> **Selected passage**:
+ + + + +
I've had a lot of people ask me why I'm making photographs at protests, demonstrations, and other activist events. Sometimes, this question is posed by activists who are sensitive to public exposure and mistrusting of new faces. Other times, the question feels like a more curious exploration of my movitations or an effort to create some rapport. Either way, the answer is always the same, and is always too long to explain in the moment. I figure I'll try here.

When I became interested in activism, organizing, and work revolving around social justice, I immediately realized that I was walking into something I was largely ignorant about. My preconceptions were not only frequently incorrect, but could often be harmful. Everywhere I turned, there was an injustice someone had a lifetime of intimate experience with. It was daunting to figure out how to hook into this environment, particularly as a white, financially privileged, heterosexual male.

So, I decided I want to accomplish two things:

  1. I want to learn as much as possible
  2. I want to help, as immediately as possible

The challenge of my first goal is that I am a terrible introvert. I'm pretty capable of being social when I'm in the mood, or for short periods of time, but too much interaction will exhaust me. It helps me to have a social buffer, and the camera is great for that. I can arrive at a gathering and start getting comfortable with the crowd while I'm making photographs. The camera is also an effective conversation starter, as well as an immediate bit of shared context between myself and anyone I might meet.
+ + + + +
> **Data block**:
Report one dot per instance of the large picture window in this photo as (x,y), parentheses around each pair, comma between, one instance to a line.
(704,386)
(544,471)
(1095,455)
+ + + + +
> **Your goal**:
Continue the passage about photographing at protests and activist events, starting after its last sentence.

> **Response area**:
Helping is a somewhat more complicated topic to navigate for a variety of reasons I might try to explore in a later post, but for the time being I've settled on making photographs of these acts of resistance and providing them back to the organizations or individuals to use as they wish. It's my hope that the photographs will help amplify the important work these people are doing. I want to show them being fierce, hopeful, compassionate, angry, scared, and loving. I want to highlight their enormous generosity, and I want to help others be inspired by that generosity to, themselves, be generous.

This project has evolved since I started it in January. I've been experimenting with different mediums, from Instagram to a website to 'zines, and possibly a book at some point in the future. I've been focusing further on smaller, more local organizing. I've expanded the scope of what I'm photographing beyond resistance to the Trump administration after coming to understand that Trump is just a symptom of a systemic problem I've been ignoring for years.

Ignorance is a privilege I don't want to have any longer. I hope you don't want it, either. These photographs are part of my panacea for that kind of privilege, and I hope you'll allow them to be part of yours.